[Begin]

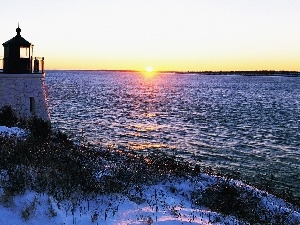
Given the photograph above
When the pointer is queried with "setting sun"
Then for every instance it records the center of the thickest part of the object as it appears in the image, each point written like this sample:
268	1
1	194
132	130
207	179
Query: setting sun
149	69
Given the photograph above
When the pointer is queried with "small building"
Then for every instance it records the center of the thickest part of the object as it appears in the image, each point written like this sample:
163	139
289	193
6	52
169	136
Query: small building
22	79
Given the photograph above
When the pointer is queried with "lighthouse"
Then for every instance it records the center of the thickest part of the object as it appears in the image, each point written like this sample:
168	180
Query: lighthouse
22	79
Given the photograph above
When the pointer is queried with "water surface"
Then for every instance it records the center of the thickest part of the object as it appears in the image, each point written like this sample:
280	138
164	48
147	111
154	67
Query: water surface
246	124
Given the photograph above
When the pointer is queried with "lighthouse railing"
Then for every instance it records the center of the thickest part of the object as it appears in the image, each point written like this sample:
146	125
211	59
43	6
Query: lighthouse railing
1	64
38	65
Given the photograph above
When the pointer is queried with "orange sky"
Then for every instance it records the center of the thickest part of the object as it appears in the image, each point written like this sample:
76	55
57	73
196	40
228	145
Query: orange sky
167	35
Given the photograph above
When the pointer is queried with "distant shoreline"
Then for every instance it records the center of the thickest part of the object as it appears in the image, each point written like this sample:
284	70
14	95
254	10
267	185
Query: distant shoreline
209	72
246	73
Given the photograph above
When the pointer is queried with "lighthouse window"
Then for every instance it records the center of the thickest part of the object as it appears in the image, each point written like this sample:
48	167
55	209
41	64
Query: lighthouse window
24	52
32	105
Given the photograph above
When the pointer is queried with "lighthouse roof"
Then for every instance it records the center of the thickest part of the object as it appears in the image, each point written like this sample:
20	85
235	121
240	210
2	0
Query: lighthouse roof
18	40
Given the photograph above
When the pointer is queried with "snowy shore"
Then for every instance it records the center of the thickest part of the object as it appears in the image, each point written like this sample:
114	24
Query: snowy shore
196	199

[End]

Aim of the exercise: Repeat the data exactly, without the pictures.

Reply to the exercise:
Given the photograph above
When the pointer is queried with "setting sun"
Then for every instance it records the center of the thickest part of the object as it appears in the image, each point written like this sample:
268	1
1	194
132	130
207	179
Query: setting sun
149	69
Given the photograph above
When the pointer is queried with "small building"
Then for every instance it records the center of the thickest part of the object as it appears in the image, each point written like this sample:
163	139
289	193
6	52
169	136
Query: small building
22	79
Given the photograph above
When the pointer is queried with "lighthouse"
Then for every instance it records the center of the thickest part of the object as it appears in the image, each point written like this sample:
168	180
Query: lighthouse
22	79
Given the photograph above
When the pointer is queried with "water surface"
Then for every instance it records the center of the thickest part of the object as it appears in the image, each point written like this sample:
280	138
164	48
147	111
154	67
Query: water surface
246	124
Given the photograph above
When the pointer is queried with "lighthouse railing"
Then for every instance it records the center of the thickest part of the object as it appears in the image, each point written like this sample:
146	125
211	59
43	6
Query: lighthouse railing
1	64
38	65
Given the photograph above
When the pointer is queried with "orange sky"
Then for every instance it records the center of the thickest part of the object as it appears in the image, each point written like this sample:
76	55
57	73
196	40
228	145
Query: orange sky
167	35
Given the photograph above
When the pointer is queried with "distant shoreline"
Then for every instance it records the center of the thickest part of the object as it appears in the image, each point written like this sample:
284	70
14	95
254	10
267	185
Query: distant shoreline
209	72
246	73
Given the photograph above
When the pointer is queried with "lighthouse window"
Then for every instance it records the center of the thickest part of the object as it appears in the image, each point written like this sample:
48	167
55	209
41	64
Query: lighthouse window
24	52
32	105
Given the photograph above
When the pointer is queried with "lighthouse roof"
Then for every instance it records the center of the thickest part of the object as it appears in the image, each point written like this sample:
20	85
235	121
240	210
2	0
Query: lighthouse roof
18	40
Given the photograph above
When the pointer is queried with "snowy shore"
Then for every instance it records the center of the thickest part of the object as it appears in the image, each point written like this sample:
114	24
Query: snowy shore
196	199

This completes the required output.